## Source extract
********************
Gift Basket for Someone Starting Chemotherapy
A person undergoing chemotherapy faces a range of challenges, both physically and mentally. A thoughtfully curated chemotherapy care package may help individuals cope with unpleasant side effects, improve their sense of well-being, and help make them busy during long treatment. What to add to a thoughtful gift basket for someone going through chemotherapy? Here are some ideas:
- Hats and scarves. People going through treatment frequently lose their hair. Some of them choose to wear wigs, but others find it more comfortable to wear hats and scarves.
- Ginger Root Tea Bags. For tea to reduce nausea. Ginger can be an effective treatment for nausea and vomiting due to chemotherapy. These organic ginger tea bags are free from caffeine and additives.
- Sugar-Free Sherbert Lemons. Hard candy, such as lemon drops or mints, may help remove the unpleasant metallic taste in the mouth from chemotherapy. However, it is important to note that sugar-free candy may cause gastrointestinal upset and diarrhoea for some people.
- Soft clothing. A soft and cosy blanket, a pair of fleece pyjamas, slippers, or a robe feels like a luxurious treat during the winter months, and they’re especially useful for treatment rooms any time of the year since they’re often on the cooler side.
- Pocket puzzle book. Giving a person a puzzle or activity to pass the time while they receive treatment can be a welcome distraction from treatment.
- Facial cleanser, facial moisturizer, or hand cream. The NCITrusted Source states chemotherapy treatment can cause the skin to become dry, itchy, or red. It may even cause the skin to darken in appearance or peel, while the nails may also become cracked and dark.
********************
## Instructions for the task
Write the next part of the article on gift baskets for someone starting chemotherapy, continuing from its final sentence.

(Data records)
********************
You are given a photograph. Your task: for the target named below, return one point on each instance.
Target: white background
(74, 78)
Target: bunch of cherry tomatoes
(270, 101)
********************
## Reply
- Home-made food. Cooking may be the last thing on your loved one’s mind while they are going through treatment. They may feel tired and nauseous and not be up for it.
Chemotherapy can be a long and challenging process. Receiving gifts that bring comfort, ease side effects, and provide distractions from treatment, may help make the process a bit easier for patients going through a cancer journey.
What Should Not Be Put in a Care Package
Some things are prohibited or avoided during treatment because they may trigger negative reactions.
According to verywellhealth.com, when it comes to selecting gifts for cancer patients, there are some items that in most cases you should avoid, including:
- Gifts that focus on how cancer has changed a person’s body (e.g., hair products for someone experiencing hair loss from chemotherapy)
- Items with strong fragrances that can be overpowering or even trigger nausea (such as toiletries or candles)
- Flowers and balloons (floral arrangements and plants can carry fungal spores that are dangerous for patients with weakened immune systems, and balloons—particularly ones made of latex—can trigger allergic reactions.
Unless you are aware of specific dietary restrictions (which are common for patients undergoing cancer treatment), refrain from sugar-containing products. One alternative might be to offer a gift certificate that would allow them to choose the most appropriate treat.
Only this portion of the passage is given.